### [SUPPLIED RECORDS]
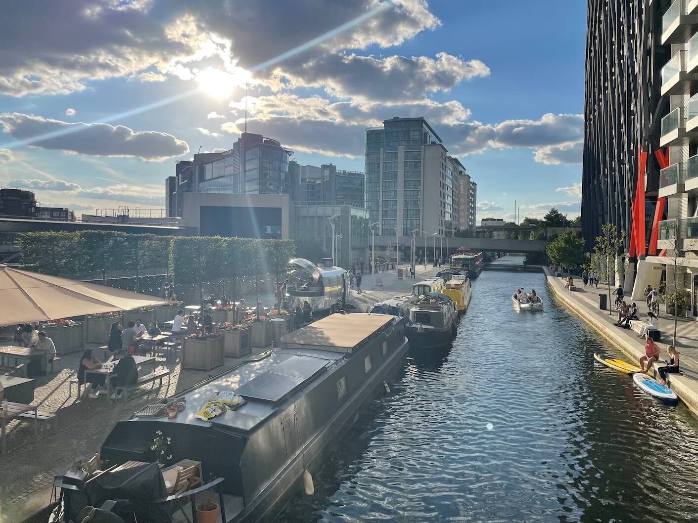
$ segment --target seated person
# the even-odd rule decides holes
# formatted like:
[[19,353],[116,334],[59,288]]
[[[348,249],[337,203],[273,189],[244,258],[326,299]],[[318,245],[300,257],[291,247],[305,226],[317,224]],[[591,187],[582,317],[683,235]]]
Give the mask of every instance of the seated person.
[[80,365],[77,367],[77,382],[85,384],[89,383],[91,386],[89,389],[85,387],[84,393],[87,397],[93,400],[99,396],[98,388],[104,385],[105,377],[104,374],[90,374],[87,375],[87,379],[90,381],[86,381],[85,370],[96,370],[101,368],[102,362],[94,355],[94,350],[93,349],[86,350],[82,354]]
[[639,338],[644,338],[650,331],[657,330],[659,320],[654,315],[653,312],[647,313],[647,321],[640,326],[640,334]]
[[162,334],[162,331],[160,330],[160,327],[158,326],[157,321],[152,321],[150,324],[150,328],[148,329],[148,335],[155,337],[159,336]]
[[[29,356],[29,361],[27,364],[27,375],[33,377],[29,376],[31,373],[35,376],[45,376],[46,369],[44,368],[44,362],[52,361],[56,357],[56,346],[53,344],[53,340],[42,331],[37,335],[36,341],[29,346],[29,351],[36,356]],[[44,358],[45,355],[46,359]]]
[[[128,387],[135,385],[138,381],[138,365],[136,365],[133,356],[127,353],[123,349],[114,355],[114,360],[118,361],[114,367],[112,376],[109,377],[110,384],[112,387]],[[114,392],[112,394],[112,399],[117,400],[121,398],[121,394]]]
[[651,369],[652,364],[659,359],[660,354],[659,347],[654,342],[652,336],[648,336],[647,343],[645,344],[645,355],[640,358],[640,372],[646,372]]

### [TASK BRIEF]
Copy out every line of the records above word for word, omitting the pictures.

### [OUTPUT BELOW]
$ segment --target seated person
# the even-odd rule decides holes
# formatted like:
[[19,353],[116,334],[59,288]]
[[[348,249],[337,203],[273,189],[244,258],[326,299]],[[318,245],[300,257],[291,247],[305,226],[317,224]],[[591,187],[582,317],[683,235]]]
Give the mask of every instance of the seated person.
[[80,365],[77,367],[77,382],[85,384],[89,383],[91,386],[89,389],[85,387],[84,393],[87,397],[93,400],[99,396],[98,388],[104,385],[105,377],[104,374],[90,374],[87,375],[87,379],[90,381],[86,381],[85,370],[96,370],[101,368],[102,362],[94,355],[94,350],[93,349],[86,350],[82,354]]
[[639,338],[644,338],[650,331],[657,330],[659,320],[654,315],[653,312],[647,313],[647,321],[640,326],[640,334]]
[[162,334],[162,331],[160,330],[160,327],[158,326],[157,321],[152,321],[150,324],[150,328],[148,329],[148,335],[155,337],[159,336]]
[[[29,356],[29,361],[27,364],[27,375],[33,377],[29,376],[31,373],[35,376],[45,376],[46,369],[44,368],[44,362],[52,361],[56,357],[56,346],[53,344],[53,340],[42,331],[37,335],[36,341],[29,346],[29,351],[36,356]],[[44,358],[45,355],[46,359]]]
[[[128,387],[135,385],[138,381],[138,365],[136,365],[133,356],[127,353],[123,349],[114,355],[114,360],[118,361],[114,367],[112,376],[109,377],[110,384],[112,387]],[[114,392],[112,394],[112,399],[117,400],[121,398],[121,394]]]
[[651,369],[652,364],[659,359],[660,354],[659,347],[654,342],[652,336],[648,336],[647,343],[645,344],[645,355],[640,358],[640,372],[646,372]]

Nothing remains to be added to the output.